Copy every one of the entries below word for word, omitting the pictures.

* **SUPPLIED MATERIAL**
• • • •

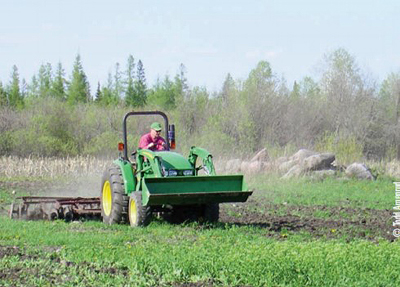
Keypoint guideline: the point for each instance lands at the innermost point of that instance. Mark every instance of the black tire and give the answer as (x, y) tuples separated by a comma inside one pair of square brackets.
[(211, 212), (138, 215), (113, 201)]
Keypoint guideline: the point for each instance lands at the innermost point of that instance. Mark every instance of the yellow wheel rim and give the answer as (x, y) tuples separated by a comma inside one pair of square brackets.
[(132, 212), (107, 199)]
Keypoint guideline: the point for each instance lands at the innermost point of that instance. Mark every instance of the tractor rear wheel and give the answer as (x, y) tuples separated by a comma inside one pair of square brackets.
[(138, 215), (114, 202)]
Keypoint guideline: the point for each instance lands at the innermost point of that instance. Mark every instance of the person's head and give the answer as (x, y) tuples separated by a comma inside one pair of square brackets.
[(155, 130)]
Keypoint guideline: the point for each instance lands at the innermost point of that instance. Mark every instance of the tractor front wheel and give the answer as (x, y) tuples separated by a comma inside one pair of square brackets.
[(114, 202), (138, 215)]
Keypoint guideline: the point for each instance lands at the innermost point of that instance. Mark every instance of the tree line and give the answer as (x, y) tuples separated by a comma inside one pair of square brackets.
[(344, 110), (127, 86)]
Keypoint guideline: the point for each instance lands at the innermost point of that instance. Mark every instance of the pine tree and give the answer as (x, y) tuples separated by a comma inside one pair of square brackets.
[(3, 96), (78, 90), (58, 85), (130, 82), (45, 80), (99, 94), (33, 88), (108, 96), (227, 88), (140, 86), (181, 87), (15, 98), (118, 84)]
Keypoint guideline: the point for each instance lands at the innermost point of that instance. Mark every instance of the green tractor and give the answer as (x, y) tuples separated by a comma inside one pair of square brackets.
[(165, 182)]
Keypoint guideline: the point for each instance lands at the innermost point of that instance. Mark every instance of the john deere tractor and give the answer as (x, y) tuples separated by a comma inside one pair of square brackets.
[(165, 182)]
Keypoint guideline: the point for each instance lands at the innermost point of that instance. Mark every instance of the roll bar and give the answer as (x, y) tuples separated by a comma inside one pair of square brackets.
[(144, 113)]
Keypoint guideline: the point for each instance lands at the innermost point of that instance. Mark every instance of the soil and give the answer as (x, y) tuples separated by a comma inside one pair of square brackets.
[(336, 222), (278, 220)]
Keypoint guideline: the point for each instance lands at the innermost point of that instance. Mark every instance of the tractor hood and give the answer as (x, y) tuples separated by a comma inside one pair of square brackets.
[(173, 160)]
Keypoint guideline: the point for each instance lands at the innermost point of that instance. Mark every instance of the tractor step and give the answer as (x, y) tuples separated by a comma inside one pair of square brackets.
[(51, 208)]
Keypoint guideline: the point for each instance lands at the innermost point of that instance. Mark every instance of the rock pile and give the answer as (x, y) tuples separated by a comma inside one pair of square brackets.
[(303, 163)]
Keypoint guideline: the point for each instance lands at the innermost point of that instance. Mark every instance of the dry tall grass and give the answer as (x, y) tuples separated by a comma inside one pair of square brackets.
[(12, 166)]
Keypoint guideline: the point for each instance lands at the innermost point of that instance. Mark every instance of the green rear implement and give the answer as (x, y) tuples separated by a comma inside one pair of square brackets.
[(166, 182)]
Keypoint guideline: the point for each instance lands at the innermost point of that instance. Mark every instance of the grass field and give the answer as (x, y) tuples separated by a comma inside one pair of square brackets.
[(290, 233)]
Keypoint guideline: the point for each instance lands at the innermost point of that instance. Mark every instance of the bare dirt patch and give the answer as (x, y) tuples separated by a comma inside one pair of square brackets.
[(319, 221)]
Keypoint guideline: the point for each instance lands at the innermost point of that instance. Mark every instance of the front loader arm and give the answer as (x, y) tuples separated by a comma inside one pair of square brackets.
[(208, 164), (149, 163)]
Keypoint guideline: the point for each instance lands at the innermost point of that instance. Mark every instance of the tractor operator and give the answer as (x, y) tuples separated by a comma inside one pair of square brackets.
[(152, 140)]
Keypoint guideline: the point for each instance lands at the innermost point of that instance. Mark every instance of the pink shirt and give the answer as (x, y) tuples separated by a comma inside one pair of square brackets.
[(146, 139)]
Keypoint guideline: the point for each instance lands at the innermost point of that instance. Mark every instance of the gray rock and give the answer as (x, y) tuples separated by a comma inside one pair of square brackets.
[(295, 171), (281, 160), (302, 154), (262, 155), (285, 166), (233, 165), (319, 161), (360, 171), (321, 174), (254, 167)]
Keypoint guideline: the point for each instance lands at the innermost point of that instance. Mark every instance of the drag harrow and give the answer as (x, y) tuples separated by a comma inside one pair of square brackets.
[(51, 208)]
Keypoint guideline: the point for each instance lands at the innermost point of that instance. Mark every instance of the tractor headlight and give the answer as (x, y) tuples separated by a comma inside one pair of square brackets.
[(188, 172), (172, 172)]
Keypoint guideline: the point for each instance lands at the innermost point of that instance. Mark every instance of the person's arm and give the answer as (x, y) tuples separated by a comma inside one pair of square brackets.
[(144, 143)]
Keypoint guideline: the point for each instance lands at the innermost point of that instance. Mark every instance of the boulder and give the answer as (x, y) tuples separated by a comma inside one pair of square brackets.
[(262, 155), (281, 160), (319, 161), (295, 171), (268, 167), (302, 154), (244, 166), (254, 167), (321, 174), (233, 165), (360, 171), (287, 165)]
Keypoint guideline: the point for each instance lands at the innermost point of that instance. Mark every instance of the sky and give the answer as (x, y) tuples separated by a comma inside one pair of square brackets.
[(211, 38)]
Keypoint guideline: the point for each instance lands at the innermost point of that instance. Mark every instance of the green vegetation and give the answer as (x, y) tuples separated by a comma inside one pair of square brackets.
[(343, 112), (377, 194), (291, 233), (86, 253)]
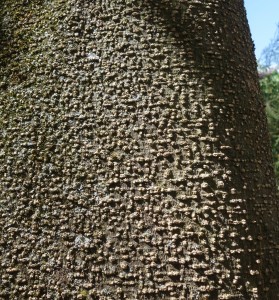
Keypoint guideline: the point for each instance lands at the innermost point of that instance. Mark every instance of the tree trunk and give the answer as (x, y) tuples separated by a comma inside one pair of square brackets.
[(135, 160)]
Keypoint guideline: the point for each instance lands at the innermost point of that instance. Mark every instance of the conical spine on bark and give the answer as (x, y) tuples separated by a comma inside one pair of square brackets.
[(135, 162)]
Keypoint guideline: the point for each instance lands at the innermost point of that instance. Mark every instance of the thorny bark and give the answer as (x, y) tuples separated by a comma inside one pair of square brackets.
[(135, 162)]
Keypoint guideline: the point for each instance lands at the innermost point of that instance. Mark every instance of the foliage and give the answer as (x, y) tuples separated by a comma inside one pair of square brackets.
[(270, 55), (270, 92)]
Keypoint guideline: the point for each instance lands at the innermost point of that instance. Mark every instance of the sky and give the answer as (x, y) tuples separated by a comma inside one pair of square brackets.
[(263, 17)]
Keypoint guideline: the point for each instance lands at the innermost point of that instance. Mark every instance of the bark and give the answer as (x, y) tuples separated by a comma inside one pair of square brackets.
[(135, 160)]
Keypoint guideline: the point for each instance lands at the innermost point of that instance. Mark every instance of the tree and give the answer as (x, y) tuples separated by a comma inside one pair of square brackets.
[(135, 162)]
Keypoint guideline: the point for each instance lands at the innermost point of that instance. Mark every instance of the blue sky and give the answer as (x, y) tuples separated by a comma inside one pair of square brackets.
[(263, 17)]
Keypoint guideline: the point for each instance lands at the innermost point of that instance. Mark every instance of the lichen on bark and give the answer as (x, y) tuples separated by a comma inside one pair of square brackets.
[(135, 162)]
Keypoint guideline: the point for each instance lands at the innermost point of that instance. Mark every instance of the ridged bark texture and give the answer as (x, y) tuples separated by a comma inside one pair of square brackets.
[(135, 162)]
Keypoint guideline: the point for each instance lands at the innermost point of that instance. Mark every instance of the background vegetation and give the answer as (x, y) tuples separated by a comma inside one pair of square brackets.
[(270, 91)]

• • • •

* **ANSWER TO THIS TASK**
Keypoint guideline: the point for each instance lands at the innermost point of that instance. Mark every instance of the black tire and give the answer as (x, y) tuples separated by a comma inside one pair of square brackets.
[(211, 212), (138, 215), (113, 201)]
Keypoint guideline: the point for each instance lands at the innermost point of that instance. Mark every instance of the yellow wheel rim and give the answer as (x, y) tuples separated by a comma inside one pair of square brackets.
[(132, 212), (107, 199)]
Keypoint guideline: the point for each instance lands at the innermost point of that instance. Mark every instance of the tractor rear wheel and give the answer as (x, y) tuples separated by a comma inside one pair of square brackets.
[(138, 215), (114, 202)]
Keypoint guideline: the point for each instance lands at the innermost point of that instance. Mark every instance of the person's head and give the answer as (x, y) tuples separated by a comma inside one pair of square brackets.
[(155, 130)]
Keypoint guideline: the point for each instance lands at the innermost point of that instance. Mark every instance of the tractor front wheel and give the answer as (x, y) tuples separated by a comma inside one pair of square brackets.
[(114, 202), (138, 215)]
Keypoint guideline: the point for each instance lands at the innermost point of that instance. Mark every instance of the tree line and give the answer as (x, y) tuples separated by a comma inside one pair of square brackets.
[(344, 110), (127, 86)]
Keypoint guideline: the point for each instance lands at the innermost point of that instance. Mark every instance of the pine tree and give the answer as (x, y) tuples separated by a comma inside one pair of square brackets.
[(3, 96), (78, 90), (58, 85), (130, 82), (45, 80), (99, 94), (33, 88), (108, 96), (227, 88), (140, 86), (181, 87), (15, 98), (118, 84)]
Keypoint guideline: the point for each instance lands at the innermost point of that instance. Mark every instance of the green tractor and give the answer as (x, y) tuples separated by a comma inside one pair of square brackets.
[(165, 182)]
Keypoint guideline: the point for each instance lands at the innermost point of that instance. Mark every instance of the john deere tractor and give the answer as (x, y) tuples separated by a comma inside one pair of square brackets.
[(165, 182)]
Keypoint guideline: the point for each instance lands at the innermost point of that instance. Mark every instance of the roll bar and give the answer as (x, y) tuples separated by a comma inside one pair of square brackets.
[(144, 113)]
Keypoint guideline: the point for each instance lands at the innermost point of that instance. Mark every instance of the soil and give the answer as (x, y) tuples separated by a comma inside one pair of square brackets.
[(336, 222), (278, 220)]
Keypoint guideline: the point for each instance lands at the innermost point of that instance. Mark every instance of the tractor hood and give the answer as (x, y) tuples separated by a comma inside one pair of square brackets.
[(173, 160)]
Keypoint guideline: the point for each instance lands at the innermost point of that instance. Mark every instance of the tractor step and give the answer as (x, y) tuples separated by a comma inside one pair of square brackets.
[(51, 208)]
Keypoint guideline: the point for each instance lands at the innermost point of that instance. Mark every instance of the rock pile and give the answer as (x, y) tuples separated by a comma inside one pair of square brackets.
[(303, 163)]
Keypoint guideline: the point for each instance lands at the innermost point of that instance. Mark every instance of the dry tall grass and give the answer as (x, y) tuples separated by a comma inside one pair of square brackets.
[(12, 166)]
Keypoint guideline: the point for each instance lands at the innermost point of that instance. Mark every instance of the green rear implement and give the answer as (x, y) tuples separated by a comma inside one pair of square brackets.
[(166, 182)]
Keypoint guideline: the point for each instance lands at the innermost point of that instance. Mark every instance of the grass field and give the answer as (x, y) tuples separated by a comma inside one pair of square brackets.
[(290, 233)]
Keypoint guideline: the point for each instance lands at the innermost point of that instance. Mark every instance of the bare dirt patch and give the answer as (x, y) tuples separated by a comma inside one pair of square brackets.
[(319, 221)]
Keypoint guideline: the point for each instance lands at the innermost point of that instance. Mark every instance of the front loader arm and give the answer as (x, y) tuples separated by a comma inside one pair of square brackets.
[(208, 164), (149, 163)]
Keypoint guideline: the point for each instance lands at the innermost point of that instance. Mark every instance of the tractor operator and give the answer as (x, y) tuples separated by a comma inside one pair of square brackets.
[(152, 140)]
Keypoint guideline: the point for each instance lands at the innermost point of that instance. Mark every instance of the pink shirt and give the answer as (x, y) tuples separated by a comma inside one pair of square brackets.
[(146, 139)]
Keypoint guideline: the point for each instance lands at the innermost point of that instance. Mark every instance of the gray rock and give the answer as (x, y) tuples separated by a comma inside one pair of square brackets.
[(295, 171), (281, 160), (302, 154), (262, 155), (285, 166), (233, 165), (319, 161), (360, 171), (321, 174), (254, 167)]
Keypoint guideline: the point for each instance lands at the innermost point of that instance. Mark every instance of the drag harrow and give the answer as (x, y) tuples separated by a comma inside one pair of square brackets.
[(51, 208)]
Keypoint guideline: the point for each instance lands at the innermost point of that instance. Mark every instance of the tractor headlight and give the answer as (x, y) tuples separated by a comma inside one pair of square brackets.
[(188, 172), (172, 172)]
Keypoint guideline: the point for each instance lands at the innermost point of that instance. Mark every instance of the person's arm and give the answer as (x, y) tuples separated by a comma inside one pair of square brackets.
[(144, 143)]
Keypoint guideline: the point for each instance lands at the innermost point of that instance. Mark every instance of the boulder and give the answer as (x, y) tuples separated by a comma inside one pair of square brackets.
[(262, 155), (281, 160), (319, 161), (295, 171), (268, 167), (302, 154), (244, 166), (254, 167), (321, 174), (233, 165), (360, 171), (287, 165)]
Keypoint guideline: the point for each instance lands at the innermost point of that instance. Mark every instance of the sky and give the answer as (x, y) tuples separated by a comma inside one pair of square brackets.
[(211, 38)]
Keypoint guideline: the point for each instance lands at the innermost point of that instance. Mark every instance of the green vegetation and give the answer as (x, y) tuples separated by a comma inside one pair of square brackets.
[(343, 112), (377, 194), (291, 233), (86, 253)]
Keypoint guideline: the point for each instance lands at the innermost point of that instance. Mark every instance of the tree trunk and give the answer as (x, y) tuples separated by a comma inside one pair of square brackets.
[(135, 160)]
Keypoint guideline: the point for each instance lands at the innermost point of that instance. Mark every instance of the conical spine on bark and give the answer as (x, y) tuples separated by a comma inside one pair of square brackets.
[(135, 162)]
Keypoint guideline: the point for each instance lands at the innermost point of that instance. Mark every instance of the thorny bark and give the answer as (x, y) tuples separated by a comma inside one pair of square brackets.
[(135, 162)]
Keypoint guideline: the point for each instance lands at the innermost point of that instance. Mark every instance of the foliage and give the answer as (x, y) tuples separated by a comma inside one pair of square brackets.
[(270, 55), (270, 92)]
Keypoint guideline: the point for each instance lands at the innermost point of that instance. Mark every instance of the sky and give the answer as (x, y) tuples separated by a comma inside one pair of square brackets.
[(263, 17)]
Keypoint guideline: the point for each instance lands at the innermost point of that instance. Mark every instance of the bark and give the answer as (x, y) tuples separated by a comma inside one pair of square brackets.
[(135, 160)]
Keypoint guideline: the point for each instance lands at the innermost point of that instance. Mark every instance of the tree and give the answer as (x, y) tuples separated by a comma inside one pair of square brackets.
[(135, 162)]
Keypoint guideline: the point for each instance lands at the innermost point of that instance. Mark every instance of the blue sky and give the answer as (x, y) tuples separated by a comma inside one pair of square brackets.
[(263, 17)]
Keypoint guideline: the point for each instance lands at the innermost point of that instance. Mark every instance of the lichen on bark and give the answer as (x, y) tuples separated by a comma inside one pair of square brackets.
[(135, 162)]
Keypoint guideline: the point for each instance lands at the innermost point of that instance. Mark every instance of the ridged bark texture and give the answer as (x, y) tuples separated by a comma inside one pair of square brackets.
[(135, 162)]
Keypoint guideline: the point for each instance lands at the innermost point of that instance. Mark every instance of the background vegetation and give the answer as (x, y) tuples separated by a comma inside one pair of square brackets.
[(270, 91)]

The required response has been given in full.